TAREA INDICADA :: Transcribe sin cambios el pasaje del texto sobre inteligencia artificial y responsabilidad penal que va desde "II. El concepto" hasta "Mackworth, Goebel, 1998).".

FRAGMENTO DE PÁGINA ::
»»

Inteligencia artificial y responsabilidad penal

Inteligencia artificial y responsabilidad penal

Inteligencia artificial y responsabilidad penal

 

1. Inteligencia, inteligencia artificial y otros conceptos

 I. No es objeto de este trabajo definir qué es la inteligencia, ni siquiera posicionarse sobre ello. Entre otras razones porque el concepto de inteligencia, como característica propia del género humano, dista mucho de ser pacífico, tanto en cuanto a su contenido (¿qué es la inteligencia?) como a su extensión (¿solo son inteligentes los humanos?). No obstante, y con independencia de las dificultades para definir el concepto de inteligencia (natural), a efectos de nuestro trabajo, y con carácter preliminar, definiremos la inteligencia a partir de las siguientes habilidades básicas: 1) capacidad para recibir información, 2) capacidad para entender la información recibida —entendiendo por tal la capacidad para hacer utilizable por el agente, en el contexto y en función de objetivos, la información recibida—, 3) capacidad para almacenar la información recibida, 4) capacidad para utilizar la información obtenida y procesada mediante las habilidades anteriores en la resolución de problemas y 5) capacidad para tomar decisiones. En este trabajo designaremos a estas habilidades como habilidades de la inteligencia. En la capacidad para recibir información incluiremos la capacidad para comunicarse con otros agentes inteligentes en la medida en que primaremos la obtención de la información en la comunicación sobre otras posibles funciones.

Vaya por delante que en este trabajo no se pretende definir la inteligencia artificial, concepto que forzosamente ha de ser gradual, entendiendo, al menos por tal, la que es “mayor que cero”. Ahora bien, sí interesa al jurista precisar cuándo o con qué grado de inteligencia se supera el “umbral de responsabilidad”, entendiendo por tal aquel en el que el agente artificial puede ser hecho responsable de sus decisiones.

II. El concepto de inteligencia artificial hace referencia tanto a una rama de la ciencia de la computación que trata de diseñar agentes artificiales inteligentes como a la inteligencia de tales agentes. Aunque se ha admitido que un agente inteligente artificial es aquel que es capaz de evaluar las circunstancias y condiciones de su entorno para adoptar decisiones que maximizan sus posibilidades de éxito (Poole, Mackworth, Goebel, 1998).

En este contexto, una decisión racional será aquella no programada que se adopta utilizando la información recibida en función de objetivos o fines, teniendo en cuenta sus condicionamientos previos. Condicionamientos previos serán tanto el software, que podría determinar las habilidades de la inteligencia, el ámbito de actuación y los objetivos del agente, entre otros, así como el hardware, su cuerpo físico, que forzosamente limita su capacidad de actuación. A estos efectos, y con independencia de este último factor —hardware—, la inteligencia no es absoluta, sino graduable.

««

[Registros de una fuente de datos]
»»

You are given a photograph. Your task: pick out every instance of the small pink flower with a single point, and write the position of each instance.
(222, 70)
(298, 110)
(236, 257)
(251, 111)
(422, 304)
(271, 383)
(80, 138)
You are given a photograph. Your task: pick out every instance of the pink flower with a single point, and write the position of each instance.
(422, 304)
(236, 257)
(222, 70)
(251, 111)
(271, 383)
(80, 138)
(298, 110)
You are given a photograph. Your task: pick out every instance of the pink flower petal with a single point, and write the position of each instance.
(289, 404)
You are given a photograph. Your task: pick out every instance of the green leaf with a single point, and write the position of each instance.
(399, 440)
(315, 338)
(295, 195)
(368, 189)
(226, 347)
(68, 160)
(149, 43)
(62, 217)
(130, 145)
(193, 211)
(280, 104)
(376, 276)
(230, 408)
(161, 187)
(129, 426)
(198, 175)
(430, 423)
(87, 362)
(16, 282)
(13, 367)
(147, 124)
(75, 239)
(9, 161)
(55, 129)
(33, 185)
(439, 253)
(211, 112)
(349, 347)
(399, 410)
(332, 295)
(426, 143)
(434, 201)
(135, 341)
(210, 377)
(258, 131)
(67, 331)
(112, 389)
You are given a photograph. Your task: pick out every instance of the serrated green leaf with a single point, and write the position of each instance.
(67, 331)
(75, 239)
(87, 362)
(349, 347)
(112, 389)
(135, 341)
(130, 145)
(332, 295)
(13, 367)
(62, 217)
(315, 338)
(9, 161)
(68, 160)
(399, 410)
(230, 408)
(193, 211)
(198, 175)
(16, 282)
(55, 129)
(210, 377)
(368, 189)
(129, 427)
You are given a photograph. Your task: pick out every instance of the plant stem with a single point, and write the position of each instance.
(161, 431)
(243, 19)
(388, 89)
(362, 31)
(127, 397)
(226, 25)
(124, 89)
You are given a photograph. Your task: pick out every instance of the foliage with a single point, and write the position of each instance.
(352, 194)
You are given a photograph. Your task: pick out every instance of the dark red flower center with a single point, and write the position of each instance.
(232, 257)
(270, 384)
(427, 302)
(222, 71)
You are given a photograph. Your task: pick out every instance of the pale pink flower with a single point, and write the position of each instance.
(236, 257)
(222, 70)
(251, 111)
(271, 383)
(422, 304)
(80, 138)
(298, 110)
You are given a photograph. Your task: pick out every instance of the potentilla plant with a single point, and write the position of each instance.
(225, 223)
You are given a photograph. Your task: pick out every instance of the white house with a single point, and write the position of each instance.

««

RESULTADO ::
II. El concepto de inteligencia artificial hace referencia tanto a una rama de la ciencia de la computación que trata de diseñar agentes artificiales inteligentes como a la inteligencia de tales agentes. Aunque se ha admitido que un agente inteligente artificial es aquel que es capaz de evaluar las circunstancias y condiciones de su entorno para adoptar decisiones que maximizan sus posibilidades de éxito (Poole, Mackworth, Goebel, 1998).